## WHAT TO WORK ON:
Please extend the Mechanicus game review below, picking up right after its last sentence.

Metal men vs. metal men in the tombs of Silva Tenebris

A machine featuring a skull dangling from precarious wiring

Our Verdict

Despite the dip in visual quality, Mechanicus is a fun and flavourful 40k tactics game for iPad and Android tablets. Come for the smart strategy play, stay for the droid banter.

The Mechanicum has always been one of my favourite Warhammer 40,000 factions: humans from the far future who grew tired of all their fleshy bits going bad and decided to take immortality into their own hands, stripping themselves away, augment by augment. These Tech-Priests of Mars provide the Imperium with the necessary ordinance to wage endless war, but they also greedily covet technology, especially the dangerous devices lost to them during the cataclysmic Age of Strife.

Seeking secrets is what brings Magos Dominus Faustinus and his battle barge to the lost world of Silva Tenebris, chasing the distress call of a Tech-Priest. But some things are better left buried: Necrons, for example. You and your plucky band of cyber-comrades accidentally rouse these ancient machine warriors, and the dormant tomb world starts to awaken. So begins a race against time as you try to stop the Necron threat before too many wake to be contained.

You build a cohort of Tech-Priests and Skitarii – Mechanicum soldiers – and undertake missions into the catacombs, fighting tactics-based battles and navigating between rooms with narrative events, rushing to reach your objective as the tomb comes to life. This escalation is one of the primary features that set Mechanicus apart from other tactics games. The longer you spend dawdling in the tomb, the more difficulty modifiers stack in combat. This might mean you have to fight more units, or that, since Necrons are undead warriors, they reanimate and rejoin the fight faster.

## DATASET EXTRACT:

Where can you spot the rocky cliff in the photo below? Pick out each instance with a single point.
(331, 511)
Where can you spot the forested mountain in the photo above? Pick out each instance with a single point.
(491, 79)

## OUTPUT:
Whether you succeed or fail, your mission contributes to the endgame: a percentage bar representing how many of the dormant Necrons have woken up. In many ways, Mechanicus is like trying to patch leaks in a sinking ship – every time you plug one, three more spring up in its place. The real goal is to gather strength and prepare for the inevitable moment when the whole tomb world wakes.

Sending your soldiers to their *literal* graves can be a trying task, but luckily your Tech-Priests have an arsenal of gadgets to ensure success. One of the things I love about Mechanicus is how it lets you upgrade your Tech-Priests and hybridise those typical tactics classes into something more unique.

A lot of tactics games offer preset battlefield roles, but Mechanicus gives you a blank slate and lets you augment your Tech-Priests through slow and steady upgrades, defining their role to fit your playstyle. You can also discover and equip high-tech weapons and utilise canticles to buff your units.

It makes for a tactics game that’s difficult at first, but extremely satisfying once you get a few tools in your utility belt. I also found Mechanicus tough because it feels pretty divergent from XCOM and the XCOM-likes that we’re all so used to playing. For example, cover isn’t really a thing in Mechanicus, and the Necrons generally surpass you in terms of weapon range. Instead of overwatch, you also have opportunity attacks that let you take a free swing when an enemy tries to escape melee range.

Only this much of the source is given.